_TASK TO CARRY OUT_. Each line from the one containing "Task: indicate the stone doorway" to the end of the entries is to be repeated exactly, and no other line.

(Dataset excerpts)
====
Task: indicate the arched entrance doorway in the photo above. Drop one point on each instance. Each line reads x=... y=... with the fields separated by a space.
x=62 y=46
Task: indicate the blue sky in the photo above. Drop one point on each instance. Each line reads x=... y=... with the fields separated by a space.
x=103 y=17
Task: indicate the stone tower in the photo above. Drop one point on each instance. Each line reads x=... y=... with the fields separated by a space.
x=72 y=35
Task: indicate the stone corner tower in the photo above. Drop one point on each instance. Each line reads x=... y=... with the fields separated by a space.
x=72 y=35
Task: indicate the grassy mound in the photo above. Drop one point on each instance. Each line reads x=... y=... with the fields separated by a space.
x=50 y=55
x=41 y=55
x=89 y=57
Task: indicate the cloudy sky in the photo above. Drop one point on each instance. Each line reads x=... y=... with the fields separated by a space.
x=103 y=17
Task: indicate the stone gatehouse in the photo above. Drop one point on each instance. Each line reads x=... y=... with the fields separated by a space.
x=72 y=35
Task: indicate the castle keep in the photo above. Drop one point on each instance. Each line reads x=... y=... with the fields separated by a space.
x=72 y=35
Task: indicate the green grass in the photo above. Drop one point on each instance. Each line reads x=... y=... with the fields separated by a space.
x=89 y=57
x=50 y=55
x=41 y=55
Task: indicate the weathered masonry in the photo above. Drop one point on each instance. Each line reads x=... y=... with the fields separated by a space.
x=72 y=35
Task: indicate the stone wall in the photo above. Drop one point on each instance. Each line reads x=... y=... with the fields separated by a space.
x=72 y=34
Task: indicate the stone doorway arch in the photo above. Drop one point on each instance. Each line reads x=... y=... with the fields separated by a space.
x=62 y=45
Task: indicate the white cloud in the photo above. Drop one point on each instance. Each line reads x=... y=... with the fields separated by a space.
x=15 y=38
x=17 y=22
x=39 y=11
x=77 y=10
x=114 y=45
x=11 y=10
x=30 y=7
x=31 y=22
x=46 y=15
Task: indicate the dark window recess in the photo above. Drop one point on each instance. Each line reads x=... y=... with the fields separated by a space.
====
_RESULT BELOW_.
Task: indicate the stone doorway arch in the photo above. Drop one point on each instance. Each line reads x=... y=... with the fields separated by a space.
x=62 y=45
Task: indicate the white cloud in the photo above. Drop one point on each instance. Each line reads x=... y=... with the fields separated by a space.
x=15 y=38
x=17 y=22
x=39 y=11
x=77 y=10
x=114 y=45
x=11 y=10
x=30 y=7
x=31 y=22
x=46 y=15
Task: indicate the dark window recess in the photo above. Drop one point on each instance. Each line reads x=... y=... with the fields separated by a space.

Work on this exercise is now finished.